Excerpts from a dataset
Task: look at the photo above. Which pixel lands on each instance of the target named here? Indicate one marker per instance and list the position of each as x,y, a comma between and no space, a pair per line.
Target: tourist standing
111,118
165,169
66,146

Task prompt
Down to the last line, reproduce the entries above precisely.

Task solution
Task: look at the photo above. Which pixel lands on each instance of the target named here? Indicate one marker per instance and list the position of each as x,y, a comma between and no space, a pair per line.
Target: tourist standing
111,118
165,169
66,146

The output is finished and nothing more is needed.